→ **EXTRACT**
FOURTH AMENDMENT TO LEASE AGREEMENT

Contract Categories: Real Estate - Lease Agreements
EX-10.10.11 5 v038674_ex10-1011.htm Unassociated Document
FOURTH AMENDMENT TO LEASE AGREEMENT
 

THIS FOURTH AMENDMENT TO LEASE AGREEMENT (the " Fourth Amendment") is dated the _______ day of February, 2006, by and between FORT LAUDERDALE CROWN CENTER, INC., a Florida corporation (hereinafter referred to as "Landlord") and FUSION TELECOMMUNICATIONS INTERNATIONAL, INC., a Delaware corporation (hereinafter referred to as "Tenant").
 
WITNESSETH:
 
WHEREAS, Landlord and Tenant entered into that certain Lease Agreement dated on or about October, 1999 (the "Original Lease"), for approximately 13,502 rentable square feet (the "Original Premises") located on the second (2nd) floor in Suite 220 of that certain building known as the "Crown Center" located at 1415 Cypress Creek Road, Fort Lauderdale, Florida 33309 (the "Original Building"); and
 
WHEREAS, the Original Lease was amended by (i) that certain Amendment Number One to Lease Agreement dated December 19, 1999 (the "First Amendment"), and (ii) that certain Second Amendment to Lease Agreement dated April 24, 2003 (the "Second Amendment"); and
 
WHEREAS, Landlord and Tenant entered into that certain Third Amendment to Lease dated April 28, 2004 (the “Third Amendment”) to, inter alia, relocate the Original Premises to the premises containing approximately 9,716 rentable square feet located on the second floor in Suite 204 of the "Crown Center" building located at 1475 Cypress Creek Road, Fort Lauderdale, Florida 33309; and
 
WHEREAS, the Original Lease as amended by the First Amendment, the Second Amendment, and the Third Amendment shall be collectively hereinafter referred to as the "Lease"; and
 
WHEREAS, Landlord and Tenant desire to enter into this Fourth Amendment to expand the Premises, extend the Term, and otherwise amend the Lease as hereinafter set forth.
 
NOW, THEREFORE, for and in consideration of the foregoing premises, the promises hereinafter contained and other good and valuable consideration, the receipt and sufficiency of which are hereby acknowledged, the parties hereto, intending to be legally bound, do hereby agree as follows:
 
1. Recitals. The foregoing recitations are true and correct and are incorporated herein by this reference.
 
2. Conflict. In the event of any conflict between the provisions of the Lease and the provisions of this Fourth Amendment, the provisions of this Fourth Amendment shall control. The initial capitalized terms used herein shall have the same meaning given such terms in the Lease, unless otherwise defined herein or unless the context otherwise indicates.

→ **JOBS**
- a) List each earlier agreement that the lease amendment names as preceding the Fourth Amendment, with the date it gives for each.
- b) Pick up the lease amendment after its second numbered section, and write the sections that follow in the same style.

→ **DATA ROWS**
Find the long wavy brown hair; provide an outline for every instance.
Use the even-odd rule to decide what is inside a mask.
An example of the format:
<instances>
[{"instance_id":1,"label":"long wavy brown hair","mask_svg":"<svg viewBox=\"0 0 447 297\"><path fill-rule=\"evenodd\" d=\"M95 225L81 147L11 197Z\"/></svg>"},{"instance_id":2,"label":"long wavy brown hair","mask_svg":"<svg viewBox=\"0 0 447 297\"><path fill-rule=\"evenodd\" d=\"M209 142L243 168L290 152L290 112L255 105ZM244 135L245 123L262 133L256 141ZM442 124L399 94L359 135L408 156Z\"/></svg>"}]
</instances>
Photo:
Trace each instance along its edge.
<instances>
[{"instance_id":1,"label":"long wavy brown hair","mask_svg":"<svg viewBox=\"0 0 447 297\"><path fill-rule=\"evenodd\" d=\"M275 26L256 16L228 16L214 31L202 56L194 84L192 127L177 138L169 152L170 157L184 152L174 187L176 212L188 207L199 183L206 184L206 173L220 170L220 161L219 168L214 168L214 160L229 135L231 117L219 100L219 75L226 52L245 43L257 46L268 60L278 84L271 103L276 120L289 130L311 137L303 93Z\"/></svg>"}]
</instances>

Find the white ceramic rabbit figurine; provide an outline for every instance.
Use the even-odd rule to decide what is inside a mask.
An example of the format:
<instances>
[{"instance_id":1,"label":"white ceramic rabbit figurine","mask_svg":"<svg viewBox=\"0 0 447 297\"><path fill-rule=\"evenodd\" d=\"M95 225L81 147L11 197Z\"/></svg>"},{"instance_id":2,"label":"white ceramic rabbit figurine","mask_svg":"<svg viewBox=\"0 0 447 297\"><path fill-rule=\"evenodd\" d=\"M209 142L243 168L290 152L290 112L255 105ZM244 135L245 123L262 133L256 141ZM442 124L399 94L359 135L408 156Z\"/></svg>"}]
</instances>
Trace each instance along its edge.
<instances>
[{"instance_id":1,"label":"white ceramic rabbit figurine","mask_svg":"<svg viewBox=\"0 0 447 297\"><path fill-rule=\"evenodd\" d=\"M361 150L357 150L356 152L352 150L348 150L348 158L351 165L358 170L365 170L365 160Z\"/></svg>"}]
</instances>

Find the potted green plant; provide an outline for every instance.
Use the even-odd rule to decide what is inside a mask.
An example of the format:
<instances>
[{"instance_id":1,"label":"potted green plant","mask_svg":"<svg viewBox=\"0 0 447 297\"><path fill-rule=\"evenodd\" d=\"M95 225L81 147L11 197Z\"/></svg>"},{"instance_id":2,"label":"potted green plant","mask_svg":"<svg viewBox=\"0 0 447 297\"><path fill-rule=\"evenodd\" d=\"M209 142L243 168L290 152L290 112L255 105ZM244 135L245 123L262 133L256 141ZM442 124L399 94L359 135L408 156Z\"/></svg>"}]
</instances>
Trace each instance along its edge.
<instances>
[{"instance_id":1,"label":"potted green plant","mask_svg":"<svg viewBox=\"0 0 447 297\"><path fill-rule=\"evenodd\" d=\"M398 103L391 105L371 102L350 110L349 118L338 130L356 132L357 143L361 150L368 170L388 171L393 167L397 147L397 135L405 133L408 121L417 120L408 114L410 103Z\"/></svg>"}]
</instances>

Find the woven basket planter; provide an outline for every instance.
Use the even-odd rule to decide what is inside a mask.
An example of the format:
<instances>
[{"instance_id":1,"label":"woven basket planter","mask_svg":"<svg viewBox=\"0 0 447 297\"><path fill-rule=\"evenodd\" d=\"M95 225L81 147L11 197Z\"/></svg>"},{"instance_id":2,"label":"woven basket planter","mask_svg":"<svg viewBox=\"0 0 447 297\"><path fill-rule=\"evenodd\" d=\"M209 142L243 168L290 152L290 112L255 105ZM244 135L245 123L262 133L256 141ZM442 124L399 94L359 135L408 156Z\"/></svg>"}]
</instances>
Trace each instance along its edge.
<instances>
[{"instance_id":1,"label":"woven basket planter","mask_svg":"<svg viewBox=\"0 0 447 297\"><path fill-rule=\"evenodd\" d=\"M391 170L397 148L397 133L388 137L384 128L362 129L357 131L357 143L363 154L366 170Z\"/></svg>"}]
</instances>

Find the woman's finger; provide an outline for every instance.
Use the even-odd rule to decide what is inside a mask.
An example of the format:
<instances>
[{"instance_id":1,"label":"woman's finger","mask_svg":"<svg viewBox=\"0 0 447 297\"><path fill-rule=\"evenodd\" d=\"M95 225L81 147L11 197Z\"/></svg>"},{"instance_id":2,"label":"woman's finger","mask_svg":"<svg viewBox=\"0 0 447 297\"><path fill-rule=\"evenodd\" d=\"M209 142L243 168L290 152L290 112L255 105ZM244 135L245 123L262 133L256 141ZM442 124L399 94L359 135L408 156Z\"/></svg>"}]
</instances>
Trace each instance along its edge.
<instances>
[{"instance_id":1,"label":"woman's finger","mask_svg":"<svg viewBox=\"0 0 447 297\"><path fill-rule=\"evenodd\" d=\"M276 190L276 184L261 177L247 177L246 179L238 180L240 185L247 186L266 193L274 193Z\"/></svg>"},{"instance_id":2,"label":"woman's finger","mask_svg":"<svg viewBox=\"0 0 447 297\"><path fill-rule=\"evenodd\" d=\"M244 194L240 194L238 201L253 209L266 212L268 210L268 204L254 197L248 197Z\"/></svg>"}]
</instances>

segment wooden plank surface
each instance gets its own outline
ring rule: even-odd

→ **TASK-BY-TASK ANSWERS**
- a)
- Lease Agreement (the "Original Lease"): on or about October, 1999
- Amendment Number One to Lease Agreement (the "First Amendment"): December 19, 1999
- Second Amendment to Lease Agreement (the "Second Amendment"): April 24, 2003
- Third Amendment to Lease (the "Third Amendment"): April 28, 2004

- b)
 
3. Expansion of Premises. Effective upon the date that Landlord substantially completes the Tenant Improvements (as hereinafter defined) and delivers the Expansion Premises (as hereinafter defined) to Tenant (“Expansion Premises Commencement Date”), and throughout the Lease Term, the Premises shall be expanded to include an additional 3,433 rentable square feet on the second (2nd) floor of the Building, as depicted on Exhibit “A” attached hereto and made a part hereof (the “Expansion Premises”). Landlord shall use its best efforts to deliver the Expansion Premises to Tenant on or before May 1, 2006; provided, however, that Tenant expressly acknowledges and agrees that (i) the foregoing estimate may be affected by factors beyond Landlord’s control, including, without limitation, delays in obtaining necessary building permits, and (ii) that Landlord shall have no liability to Tenant and that Landlord shall not be in default under the Lease if, in spite of Landlord’s best efforts, Landlord does not deliver possession of the Expansion Premises to Tenant on or before May 1, 2006. Thereafter, the Premises shall be modified to mean 13,149 rentable square feet of space consisting of the Premises, as expanded by the Expansion Premises, and all references in the Lease to the term “Premises” shall refer to the Premises, including the Expansion Premises. The Expansion Space is subject to all of the terms and conditions of the Lease, as amended.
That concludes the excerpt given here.